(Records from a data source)
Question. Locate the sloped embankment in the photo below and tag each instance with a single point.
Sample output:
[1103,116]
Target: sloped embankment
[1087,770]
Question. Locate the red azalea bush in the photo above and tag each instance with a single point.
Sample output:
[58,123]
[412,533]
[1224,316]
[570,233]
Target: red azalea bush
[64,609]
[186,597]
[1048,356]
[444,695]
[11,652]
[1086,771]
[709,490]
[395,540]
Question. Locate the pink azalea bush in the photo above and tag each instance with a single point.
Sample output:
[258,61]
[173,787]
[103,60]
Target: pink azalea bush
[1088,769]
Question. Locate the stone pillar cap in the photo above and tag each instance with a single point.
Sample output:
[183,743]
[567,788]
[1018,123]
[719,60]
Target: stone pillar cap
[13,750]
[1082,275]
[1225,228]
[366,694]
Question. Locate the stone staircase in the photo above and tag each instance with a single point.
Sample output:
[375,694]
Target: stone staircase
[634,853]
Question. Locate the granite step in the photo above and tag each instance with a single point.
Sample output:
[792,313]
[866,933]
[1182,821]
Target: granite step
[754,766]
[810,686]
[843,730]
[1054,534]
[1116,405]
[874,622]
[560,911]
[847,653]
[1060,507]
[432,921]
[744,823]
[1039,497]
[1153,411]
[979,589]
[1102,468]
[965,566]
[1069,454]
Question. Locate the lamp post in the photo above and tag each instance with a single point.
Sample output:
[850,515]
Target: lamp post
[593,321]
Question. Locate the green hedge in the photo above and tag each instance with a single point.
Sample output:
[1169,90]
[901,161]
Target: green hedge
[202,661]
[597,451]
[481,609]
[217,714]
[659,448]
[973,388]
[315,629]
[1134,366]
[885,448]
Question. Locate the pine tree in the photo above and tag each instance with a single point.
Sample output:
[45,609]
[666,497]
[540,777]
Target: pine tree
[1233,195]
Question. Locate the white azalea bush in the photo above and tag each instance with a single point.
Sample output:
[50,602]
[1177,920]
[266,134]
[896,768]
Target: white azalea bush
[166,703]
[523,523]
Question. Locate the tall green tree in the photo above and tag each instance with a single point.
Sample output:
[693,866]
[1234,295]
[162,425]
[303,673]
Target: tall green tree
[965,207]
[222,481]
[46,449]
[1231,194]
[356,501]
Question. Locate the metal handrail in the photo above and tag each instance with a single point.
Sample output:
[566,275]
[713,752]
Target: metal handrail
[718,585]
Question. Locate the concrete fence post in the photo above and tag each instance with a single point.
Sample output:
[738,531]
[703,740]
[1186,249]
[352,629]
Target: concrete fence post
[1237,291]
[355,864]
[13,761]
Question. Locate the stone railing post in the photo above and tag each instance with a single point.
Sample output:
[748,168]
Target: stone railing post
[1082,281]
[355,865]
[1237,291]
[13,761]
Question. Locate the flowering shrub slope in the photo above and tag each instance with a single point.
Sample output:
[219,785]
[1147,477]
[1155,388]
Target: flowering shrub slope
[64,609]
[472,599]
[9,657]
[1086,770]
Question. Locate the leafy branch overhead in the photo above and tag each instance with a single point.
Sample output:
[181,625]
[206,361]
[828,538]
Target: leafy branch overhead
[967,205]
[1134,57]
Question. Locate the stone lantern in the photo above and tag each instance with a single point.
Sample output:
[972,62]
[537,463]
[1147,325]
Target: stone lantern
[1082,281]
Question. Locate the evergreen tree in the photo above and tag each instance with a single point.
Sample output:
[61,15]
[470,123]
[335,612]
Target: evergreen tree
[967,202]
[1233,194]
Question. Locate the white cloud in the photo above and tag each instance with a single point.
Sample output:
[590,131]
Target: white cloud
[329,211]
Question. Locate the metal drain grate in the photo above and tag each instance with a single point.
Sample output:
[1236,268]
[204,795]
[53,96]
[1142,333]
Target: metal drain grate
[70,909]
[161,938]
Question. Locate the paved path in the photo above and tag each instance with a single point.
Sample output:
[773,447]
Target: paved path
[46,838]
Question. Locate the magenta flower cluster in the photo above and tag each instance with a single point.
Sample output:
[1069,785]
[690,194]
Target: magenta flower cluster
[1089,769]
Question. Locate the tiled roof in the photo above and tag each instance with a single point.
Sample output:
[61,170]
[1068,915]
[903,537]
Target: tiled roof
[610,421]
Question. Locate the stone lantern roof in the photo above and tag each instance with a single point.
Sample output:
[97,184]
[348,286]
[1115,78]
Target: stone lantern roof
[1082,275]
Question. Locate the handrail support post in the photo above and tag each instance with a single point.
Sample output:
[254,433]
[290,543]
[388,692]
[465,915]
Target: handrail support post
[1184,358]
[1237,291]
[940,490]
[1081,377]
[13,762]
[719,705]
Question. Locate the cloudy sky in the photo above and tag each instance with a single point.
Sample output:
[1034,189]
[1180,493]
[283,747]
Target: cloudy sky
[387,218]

Direction -
Starting at the line that contains "Question. Locate the cloudy" and continuing through the end of the records, reproduce every line, requests included. Offset each number in the answer point coordinates by 71, leaving the requests and their sample outputs unchanged.

Exercise output -
Question. Locate the cloudy sky in the photo above and tag each instance with a single point.
Sample output:
[1034,189]
[1180,493]
[283,747]
Target: cloudy sky
[458,289]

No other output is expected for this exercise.